Start of Data provided

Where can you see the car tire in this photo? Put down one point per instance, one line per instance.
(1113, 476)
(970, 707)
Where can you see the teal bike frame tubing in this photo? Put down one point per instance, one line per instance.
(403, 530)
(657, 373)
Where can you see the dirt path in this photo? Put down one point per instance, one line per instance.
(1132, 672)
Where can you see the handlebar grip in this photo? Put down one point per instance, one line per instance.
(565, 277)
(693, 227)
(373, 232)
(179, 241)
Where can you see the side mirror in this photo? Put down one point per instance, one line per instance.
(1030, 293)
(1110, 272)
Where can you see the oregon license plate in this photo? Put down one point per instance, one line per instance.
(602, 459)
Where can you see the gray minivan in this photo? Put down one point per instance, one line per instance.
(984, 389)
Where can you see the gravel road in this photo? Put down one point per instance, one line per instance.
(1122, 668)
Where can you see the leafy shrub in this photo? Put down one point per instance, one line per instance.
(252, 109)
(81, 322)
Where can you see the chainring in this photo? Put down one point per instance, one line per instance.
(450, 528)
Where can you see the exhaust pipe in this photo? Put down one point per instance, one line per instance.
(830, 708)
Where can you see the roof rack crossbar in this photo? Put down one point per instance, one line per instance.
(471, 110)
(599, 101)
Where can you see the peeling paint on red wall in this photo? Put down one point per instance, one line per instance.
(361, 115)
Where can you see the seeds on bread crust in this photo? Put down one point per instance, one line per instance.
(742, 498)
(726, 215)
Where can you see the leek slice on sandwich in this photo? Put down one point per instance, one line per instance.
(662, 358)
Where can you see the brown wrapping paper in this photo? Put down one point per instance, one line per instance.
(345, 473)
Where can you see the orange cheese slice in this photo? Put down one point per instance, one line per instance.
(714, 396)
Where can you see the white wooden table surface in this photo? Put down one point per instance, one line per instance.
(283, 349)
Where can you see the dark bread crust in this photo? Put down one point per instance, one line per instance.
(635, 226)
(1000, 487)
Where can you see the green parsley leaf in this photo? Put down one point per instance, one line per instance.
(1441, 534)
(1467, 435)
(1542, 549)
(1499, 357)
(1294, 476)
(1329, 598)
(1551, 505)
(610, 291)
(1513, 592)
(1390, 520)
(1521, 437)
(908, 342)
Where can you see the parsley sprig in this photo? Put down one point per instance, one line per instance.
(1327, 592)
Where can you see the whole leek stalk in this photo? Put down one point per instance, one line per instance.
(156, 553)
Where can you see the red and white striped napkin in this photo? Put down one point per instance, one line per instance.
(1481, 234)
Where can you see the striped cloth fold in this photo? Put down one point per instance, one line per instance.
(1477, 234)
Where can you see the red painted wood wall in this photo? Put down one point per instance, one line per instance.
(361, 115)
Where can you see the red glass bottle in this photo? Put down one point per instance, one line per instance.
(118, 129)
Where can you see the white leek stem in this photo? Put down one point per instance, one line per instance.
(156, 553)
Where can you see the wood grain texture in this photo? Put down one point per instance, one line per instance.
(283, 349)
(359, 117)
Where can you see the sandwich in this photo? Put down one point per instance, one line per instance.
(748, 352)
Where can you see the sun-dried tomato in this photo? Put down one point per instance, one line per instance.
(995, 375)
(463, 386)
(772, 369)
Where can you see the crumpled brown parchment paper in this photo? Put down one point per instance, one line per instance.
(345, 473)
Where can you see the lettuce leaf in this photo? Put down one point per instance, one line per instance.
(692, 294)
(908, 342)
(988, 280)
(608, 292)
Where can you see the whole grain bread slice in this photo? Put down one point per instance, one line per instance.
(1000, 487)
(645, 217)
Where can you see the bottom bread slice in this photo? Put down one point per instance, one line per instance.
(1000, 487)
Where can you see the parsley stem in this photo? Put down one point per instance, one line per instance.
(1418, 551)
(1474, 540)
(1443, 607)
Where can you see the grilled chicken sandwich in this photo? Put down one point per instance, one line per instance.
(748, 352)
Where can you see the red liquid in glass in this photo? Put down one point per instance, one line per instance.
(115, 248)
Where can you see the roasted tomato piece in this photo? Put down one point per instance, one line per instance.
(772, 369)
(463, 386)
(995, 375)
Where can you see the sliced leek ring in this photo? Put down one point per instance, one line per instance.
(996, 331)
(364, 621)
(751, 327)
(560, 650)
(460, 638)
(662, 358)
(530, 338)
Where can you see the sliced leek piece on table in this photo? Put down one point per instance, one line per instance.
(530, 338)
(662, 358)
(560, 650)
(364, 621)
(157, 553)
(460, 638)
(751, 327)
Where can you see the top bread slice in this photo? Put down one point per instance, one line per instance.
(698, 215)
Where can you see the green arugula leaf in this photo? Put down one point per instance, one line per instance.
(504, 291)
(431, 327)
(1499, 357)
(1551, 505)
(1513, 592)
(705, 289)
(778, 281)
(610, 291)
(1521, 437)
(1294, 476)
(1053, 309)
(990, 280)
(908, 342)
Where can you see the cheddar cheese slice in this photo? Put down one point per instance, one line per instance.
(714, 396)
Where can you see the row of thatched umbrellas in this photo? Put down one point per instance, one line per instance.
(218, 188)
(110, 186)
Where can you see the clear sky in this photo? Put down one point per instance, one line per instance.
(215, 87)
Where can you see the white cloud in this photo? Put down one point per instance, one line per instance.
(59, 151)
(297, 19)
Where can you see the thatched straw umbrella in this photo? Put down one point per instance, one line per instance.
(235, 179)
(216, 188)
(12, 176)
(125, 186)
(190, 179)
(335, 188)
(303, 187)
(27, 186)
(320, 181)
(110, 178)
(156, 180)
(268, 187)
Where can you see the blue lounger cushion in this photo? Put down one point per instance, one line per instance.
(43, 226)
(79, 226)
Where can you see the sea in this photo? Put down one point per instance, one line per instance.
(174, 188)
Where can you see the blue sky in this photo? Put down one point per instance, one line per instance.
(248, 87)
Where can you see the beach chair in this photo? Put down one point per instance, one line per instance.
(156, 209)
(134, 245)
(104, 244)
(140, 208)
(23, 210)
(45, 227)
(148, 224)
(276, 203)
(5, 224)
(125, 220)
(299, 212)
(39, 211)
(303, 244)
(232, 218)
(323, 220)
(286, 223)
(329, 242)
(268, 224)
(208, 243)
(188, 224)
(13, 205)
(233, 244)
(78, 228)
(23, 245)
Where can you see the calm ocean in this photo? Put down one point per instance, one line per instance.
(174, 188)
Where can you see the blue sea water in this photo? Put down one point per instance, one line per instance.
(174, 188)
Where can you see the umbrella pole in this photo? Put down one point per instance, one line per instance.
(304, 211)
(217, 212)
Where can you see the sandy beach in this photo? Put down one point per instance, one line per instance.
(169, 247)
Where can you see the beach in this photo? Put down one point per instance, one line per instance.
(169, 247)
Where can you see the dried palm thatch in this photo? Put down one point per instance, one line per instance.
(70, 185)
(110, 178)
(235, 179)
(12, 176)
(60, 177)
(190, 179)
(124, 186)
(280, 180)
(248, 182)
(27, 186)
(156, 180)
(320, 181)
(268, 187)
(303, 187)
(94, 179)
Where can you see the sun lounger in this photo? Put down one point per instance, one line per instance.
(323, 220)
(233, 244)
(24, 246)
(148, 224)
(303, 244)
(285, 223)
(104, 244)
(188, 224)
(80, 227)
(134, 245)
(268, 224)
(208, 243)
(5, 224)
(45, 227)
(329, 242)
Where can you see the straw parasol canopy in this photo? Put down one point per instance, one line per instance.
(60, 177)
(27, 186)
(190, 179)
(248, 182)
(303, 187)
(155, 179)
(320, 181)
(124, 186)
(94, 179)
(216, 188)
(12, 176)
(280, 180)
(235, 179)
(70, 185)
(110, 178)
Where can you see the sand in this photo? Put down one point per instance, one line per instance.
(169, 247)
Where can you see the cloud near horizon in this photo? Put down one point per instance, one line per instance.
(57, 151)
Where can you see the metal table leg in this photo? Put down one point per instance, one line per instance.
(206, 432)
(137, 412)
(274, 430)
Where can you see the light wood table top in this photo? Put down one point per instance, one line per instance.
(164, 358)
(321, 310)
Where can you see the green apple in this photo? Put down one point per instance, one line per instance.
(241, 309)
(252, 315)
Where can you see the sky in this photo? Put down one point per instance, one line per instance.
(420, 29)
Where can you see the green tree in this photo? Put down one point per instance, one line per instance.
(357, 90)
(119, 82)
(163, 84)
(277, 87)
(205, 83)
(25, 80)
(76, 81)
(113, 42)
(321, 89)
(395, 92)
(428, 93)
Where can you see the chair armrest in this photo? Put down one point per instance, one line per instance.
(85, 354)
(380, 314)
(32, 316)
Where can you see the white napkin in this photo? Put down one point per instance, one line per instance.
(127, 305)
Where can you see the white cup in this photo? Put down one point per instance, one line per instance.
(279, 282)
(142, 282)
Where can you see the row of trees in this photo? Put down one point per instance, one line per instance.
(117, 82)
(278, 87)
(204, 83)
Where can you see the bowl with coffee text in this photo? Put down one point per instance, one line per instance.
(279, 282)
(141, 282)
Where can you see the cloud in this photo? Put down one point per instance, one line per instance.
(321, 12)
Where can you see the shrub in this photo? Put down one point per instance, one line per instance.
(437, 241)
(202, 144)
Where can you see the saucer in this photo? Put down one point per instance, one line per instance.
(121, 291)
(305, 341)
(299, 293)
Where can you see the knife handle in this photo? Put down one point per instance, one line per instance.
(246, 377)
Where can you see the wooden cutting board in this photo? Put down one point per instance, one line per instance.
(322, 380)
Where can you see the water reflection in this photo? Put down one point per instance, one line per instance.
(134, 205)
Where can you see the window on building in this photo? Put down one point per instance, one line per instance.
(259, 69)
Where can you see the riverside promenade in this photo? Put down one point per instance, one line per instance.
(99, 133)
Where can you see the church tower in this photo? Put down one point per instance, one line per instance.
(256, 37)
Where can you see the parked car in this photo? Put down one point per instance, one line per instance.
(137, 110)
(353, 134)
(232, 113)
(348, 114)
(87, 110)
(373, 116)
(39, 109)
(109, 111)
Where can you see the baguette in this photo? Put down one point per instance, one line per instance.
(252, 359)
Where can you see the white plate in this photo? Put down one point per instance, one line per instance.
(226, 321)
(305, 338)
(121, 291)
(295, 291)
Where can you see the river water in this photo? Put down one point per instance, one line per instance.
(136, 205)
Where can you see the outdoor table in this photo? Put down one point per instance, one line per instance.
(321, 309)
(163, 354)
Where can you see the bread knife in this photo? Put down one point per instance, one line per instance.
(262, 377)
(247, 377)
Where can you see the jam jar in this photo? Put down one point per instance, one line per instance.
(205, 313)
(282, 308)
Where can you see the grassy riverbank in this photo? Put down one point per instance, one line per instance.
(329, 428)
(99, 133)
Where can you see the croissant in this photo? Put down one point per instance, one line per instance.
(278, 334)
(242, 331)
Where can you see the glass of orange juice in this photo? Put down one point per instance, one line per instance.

End of Data provided

Copy the stretch from the line containing "Where can you see the outdoor" through the end of the records, putting "bagel" in place of "croissant" and leaving everything else unchanged.

Where can you see the outdoor table in this photo? Put down one point per instance, one line per instance.
(321, 309)
(163, 354)
Where can you see the bread knife in this photo? Put down one point per instance, one line per instance.
(262, 377)
(247, 377)
Where can you see the jam jar in this photo? Put down one point per instance, one line per instance.
(205, 313)
(282, 308)
Where can you see the grassy riverbank in this photo? Put down one point per instance, one line per instance.
(329, 428)
(99, 133)
Where can you see the bagel in this photo? Put down one point per instance, one line per instance.
(278, 334)
(242, 331)
Where can you see the glass of orange juice in this photo? Put down one point per instance, one line per instance.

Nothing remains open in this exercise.